*Dataset rows*
====
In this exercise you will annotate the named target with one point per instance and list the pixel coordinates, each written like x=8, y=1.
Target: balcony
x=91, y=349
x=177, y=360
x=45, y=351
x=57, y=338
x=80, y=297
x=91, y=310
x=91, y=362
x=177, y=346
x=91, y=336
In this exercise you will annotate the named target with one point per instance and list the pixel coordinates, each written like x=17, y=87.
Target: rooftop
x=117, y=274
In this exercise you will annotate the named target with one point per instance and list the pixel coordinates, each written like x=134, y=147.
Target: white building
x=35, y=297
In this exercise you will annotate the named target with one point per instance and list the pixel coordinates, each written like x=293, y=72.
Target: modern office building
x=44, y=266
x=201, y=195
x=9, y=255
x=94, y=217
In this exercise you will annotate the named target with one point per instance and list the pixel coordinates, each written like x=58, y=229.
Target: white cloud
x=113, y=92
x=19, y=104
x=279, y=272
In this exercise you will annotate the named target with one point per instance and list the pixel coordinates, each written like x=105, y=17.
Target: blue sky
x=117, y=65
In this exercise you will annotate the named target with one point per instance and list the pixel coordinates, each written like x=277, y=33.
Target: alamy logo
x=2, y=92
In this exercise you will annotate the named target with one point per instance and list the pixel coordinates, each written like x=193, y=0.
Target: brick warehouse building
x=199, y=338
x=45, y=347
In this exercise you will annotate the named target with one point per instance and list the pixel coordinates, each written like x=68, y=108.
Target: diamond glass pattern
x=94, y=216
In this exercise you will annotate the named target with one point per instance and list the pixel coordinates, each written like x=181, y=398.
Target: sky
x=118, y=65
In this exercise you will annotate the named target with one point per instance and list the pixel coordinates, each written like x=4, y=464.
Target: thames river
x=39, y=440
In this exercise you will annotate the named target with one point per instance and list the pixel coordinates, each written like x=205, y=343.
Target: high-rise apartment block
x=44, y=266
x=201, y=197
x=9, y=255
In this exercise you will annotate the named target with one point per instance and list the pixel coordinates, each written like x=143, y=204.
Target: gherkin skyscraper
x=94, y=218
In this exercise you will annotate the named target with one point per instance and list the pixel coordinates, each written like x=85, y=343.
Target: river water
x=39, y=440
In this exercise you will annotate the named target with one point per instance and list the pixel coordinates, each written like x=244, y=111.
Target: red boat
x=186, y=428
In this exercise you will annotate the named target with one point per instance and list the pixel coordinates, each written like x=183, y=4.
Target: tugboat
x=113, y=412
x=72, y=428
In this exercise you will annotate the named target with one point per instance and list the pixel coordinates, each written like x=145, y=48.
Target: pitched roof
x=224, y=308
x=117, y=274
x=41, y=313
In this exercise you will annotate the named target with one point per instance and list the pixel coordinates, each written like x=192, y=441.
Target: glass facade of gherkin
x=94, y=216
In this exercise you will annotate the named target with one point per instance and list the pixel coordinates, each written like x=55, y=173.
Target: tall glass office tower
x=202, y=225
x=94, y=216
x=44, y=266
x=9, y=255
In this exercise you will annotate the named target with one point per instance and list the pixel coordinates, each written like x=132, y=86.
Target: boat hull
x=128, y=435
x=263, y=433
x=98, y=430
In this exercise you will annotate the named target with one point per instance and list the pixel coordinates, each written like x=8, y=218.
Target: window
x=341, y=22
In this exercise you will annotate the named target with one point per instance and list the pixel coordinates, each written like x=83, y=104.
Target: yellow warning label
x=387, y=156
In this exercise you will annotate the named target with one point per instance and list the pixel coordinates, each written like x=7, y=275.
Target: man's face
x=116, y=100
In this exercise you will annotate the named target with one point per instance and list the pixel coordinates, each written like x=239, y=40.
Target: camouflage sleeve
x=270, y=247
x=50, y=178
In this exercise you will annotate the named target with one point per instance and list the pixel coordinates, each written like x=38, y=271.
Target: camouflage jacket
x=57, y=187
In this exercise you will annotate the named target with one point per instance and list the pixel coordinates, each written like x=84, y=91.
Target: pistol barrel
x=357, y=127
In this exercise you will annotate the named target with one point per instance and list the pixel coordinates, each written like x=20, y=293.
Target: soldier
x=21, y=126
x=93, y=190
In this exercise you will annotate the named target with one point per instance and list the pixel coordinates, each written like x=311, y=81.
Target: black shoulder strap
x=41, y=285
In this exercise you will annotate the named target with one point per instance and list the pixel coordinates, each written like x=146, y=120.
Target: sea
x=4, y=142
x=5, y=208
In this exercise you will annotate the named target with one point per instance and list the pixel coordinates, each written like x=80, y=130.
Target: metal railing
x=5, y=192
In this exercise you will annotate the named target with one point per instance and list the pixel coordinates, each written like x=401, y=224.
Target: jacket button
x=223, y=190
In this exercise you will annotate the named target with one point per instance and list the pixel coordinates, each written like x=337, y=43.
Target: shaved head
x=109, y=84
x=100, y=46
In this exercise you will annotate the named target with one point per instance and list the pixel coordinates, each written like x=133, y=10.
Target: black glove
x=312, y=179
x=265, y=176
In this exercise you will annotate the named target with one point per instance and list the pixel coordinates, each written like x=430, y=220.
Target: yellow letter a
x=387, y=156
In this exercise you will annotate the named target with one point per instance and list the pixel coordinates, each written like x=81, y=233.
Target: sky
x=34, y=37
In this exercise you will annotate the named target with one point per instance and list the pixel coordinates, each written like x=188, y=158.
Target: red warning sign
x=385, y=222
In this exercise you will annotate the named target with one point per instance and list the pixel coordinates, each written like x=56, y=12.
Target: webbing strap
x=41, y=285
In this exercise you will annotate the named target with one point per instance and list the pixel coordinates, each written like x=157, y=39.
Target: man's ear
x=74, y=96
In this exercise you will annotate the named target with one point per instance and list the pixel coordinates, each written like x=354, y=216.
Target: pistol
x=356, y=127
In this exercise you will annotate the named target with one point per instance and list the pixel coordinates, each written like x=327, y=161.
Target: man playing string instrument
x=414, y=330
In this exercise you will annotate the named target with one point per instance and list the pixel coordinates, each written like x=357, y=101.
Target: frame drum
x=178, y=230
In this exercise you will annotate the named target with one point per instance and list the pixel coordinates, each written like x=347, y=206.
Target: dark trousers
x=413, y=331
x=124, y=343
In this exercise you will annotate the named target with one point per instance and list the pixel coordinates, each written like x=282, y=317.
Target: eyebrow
====
*Exercise directions*
Copy every row above, substituting "mark" for each occurrence of "annotate" and leaving everything else unchanged.

*Written response*
In this exercise you will mark the named target with one point per instance and list the pixel coordinates, each written like x=8, y=1.
Target: balcony
x=91, y=349
x=177, y=360
x=45, y=351
x=57, y=338
x=80, y=297
x=91, y=310
x=91, y=362
x=177, y=346
x=91, y=336
In this exercise you will mark the named target with one point per instance and list the pixel coordinates, each written like x=17, y=87.
Target: rooftop
x=117, y=274
In this exercise you will mark the named target with one point per instance and list the pixel coordinates, each written like x=134, y=147.
Target: white building
x=35, y=297
In this exercise you will mark the named target with one point per instance and list the pixel coordinates, each written like x=293, y=72.
Target: modern office building
x=44, y=266
x=201, y=195
x=9, y=255
x=94, y=217
In this exercise you will mark the named target with one point per instance and list the pixel coordinates, each written like x=58, y=229.
Target: white cloud
x=113, y=92
x=19, y=104
x=279, y=272
In this exercise you will mark the named target with one point per instance and list the pixel coordinates, each written like x=105, y=17.
Target: blue sky
x=117, y=65
In this exercise you will mark the named target with one point per instance and list the pixel coordinates, each written like x=277, y=33.
Target: alamy logo
x=2, y=92
In this exercise you will mark the named target with one point per instance and list the pixel coordinates, each written like x=193, y=0.
Target: brick warehouse building
x=199, y=338
x=45, y=347
In this exercise you will mark the named target with one point per instance and list the pixel coordinates, each written like x=68, y=108.
Target: diamond glass pattern
x=94, y=216
In this exercise you will mark the named target with one point per instance and list the pixel coordinates, each written like x=181, y=398.
Target: sky
x=118, y=65
In this exercise you will mark the named target with one point per instance and list the pixel coordinates, each written like x=4, y=464.
Target: thames river
x=39, y=440
In this exercise you will mark the named target with one point per instance and list the pixel coordinates, each written like x=205, y=343.
Target: high-rise apartment block
x=44, y=266
x=201, y=197
x=9, y=255
In this exercise you will mark the named target with one point per instance and list the pixel coordinates, each written like x=143, y=204.
Target: gherkin skyscraper
x=94, y=218
In this exercise you will mark the named target with one point per instance and list the pixel coordinates, each written like x=85, y=343.
Target: river water
x=39, y=440
In this exercise you will mark the named target with one point per instance and list the pixel coordinates, each written like x=244, y=111.
Target: red boat
x=186, y=428
In this exercise you will mark the named target with one point per instance and list the pixel coordinates, each written like x=183, y=4.
Target: tugboat
x=113, y=412
x=72, y=428
In this exercise you will mark the named target with one point per instance and list the pixel coordinates, each written like x=145, y=48.
Target: pitched roof
x=224, y=308
x=117, y=274
x=41, y=313
In this exercise you will mark the named target with one point per instance and list the pixel coordinates, each written like x=192, y=441.
Target: glass facade of gherkin
x=94, y=216
In this exercise you will mark the named target with one point per instance and list the pixel coordinates, each written like x=55, y=173.
Target: tall glass office tower
x=202, y=225
x=94, y=216
x=44, y=266
x=9, y=255
In this exercise you will mark the named target with one point per instance and list the pixel coordinates, each written like x=132, y=86.
Target: boat hull
x=128, y=435
x=263, y=433
x=98, y=430
In this exercise you will mark the named target with one point per instance and list the pixel coordinates, each written like x=8, y=218.
Target: window
x=341, y=22
In this exercise you will mark the named target with one point per instance and list the pixel coordinates, each written like x=83, y=104.
Target: yellow warning label
x=387, y=156
In this exercise you will mark the named target with one point per instance and list the pixel coordinates, each written like x=7, y=275.
Target: man's face
x=116, y=100
In this exercise you will mark the named target with one point per instance and list the pixel coordinates, each written like x=239, y=40.
Target: camouflage sleeve
x=270, y=247
x=50, y=178
In this exercise you will mark the named target with one point per instance and list the pixel coordinates, each written like x=38, y=271.
Target: camouflage jacket
x=57, y=187
In this exercise you will mark the named target with one point per instance and list the pixel coordinates, each written like x=84, y=91.
Target: pistol barrel
x=357, y=127
In this exercise you will mark the named target with one point per instance and list the pixel coordinates, each written like x=20, y=293.
Target: soldier
x=21, y=126
x=93, y=190
In this exercise you will mark the named target with one point per instance and list the pixel coordinates, each written like x=311, y=81.
Target: black shoulder strap
x=41, y=285
In this exercise you will mark the named target with one point per instance and list the pixel coordinates, each written like x=146, y=120.
Target: sea
x=4, y=142
x=5, y=208
In this exercise you will mark the named target with one point per instance and list the pixel coordinates, each written like x=80, y=130.
Target: metal railing
x=5, y=192
In this exercise you will mark the named target with one point per instance and list the pixel coordinates, each written like x=401, y=224.
Target: jacket button
x=223, y=190
In this exercise you will mark the named target with one point per instance and list the pixel coordinates, each written like x=337, y=43.
Target: shaved head
x=109, y=84
x=100, y=46
In this exercise you will mark the named target with one point per instance and list the pixel coordinates, each written like x=133, y=10.
Target: black glove
x=312, y=179
x=265, y=176
In this exercise you will mark the named target with one point per instance and list the pixel coordinates, each written like x=430, y=220.
Target: yellow letter a
x=387, y=156
In this exercise you will mark the named target with one point per instance and list the pixel coordinates, each written like x=81, y=233.
Target: sky
x=34, y=37
In this exercise you will mark the named target with one point per instance and list the pixel coordinates, each written like x=188, y=158.
Target: red warning sign
x=385, y=222
In this exercise you will mark the named target with one point per instance and list the pixel coordinates, each written like x=56, y=12.
Target: webbing strap
x=41, y=285
In this exercise you will mark the named target with one point per instance and list the pixel coordinates, each written like x=157, y=39.
Target: man's ear
x=74, y=96
In this exercise you will mark the named target with one point per instance and list the pixel coordinates, each written like x=354, y=216.
Target: pistol
x=356, y=127
In this exercise you will mark the named target with one point per instance and list the pixel coordinates, each written like x=327, y=161.
Target: man playing string instrument
x=414, y=330
In this exercise you will mark the named target with one point per instance and list the pixel coordinates, each written like x=357, y=101.
Target: frame drum
x=178, y=230
In this exercise you will mark the named target with one point per instance and list the pixel coordinates, each written like x=347, y=206.
Target: dark trousers
x=413, y=331
x=124, y=343
In this exercise you will mark the named target with one point per instance and list the pixel coordinates, each written like x=282, y=317.
Target: eyebrow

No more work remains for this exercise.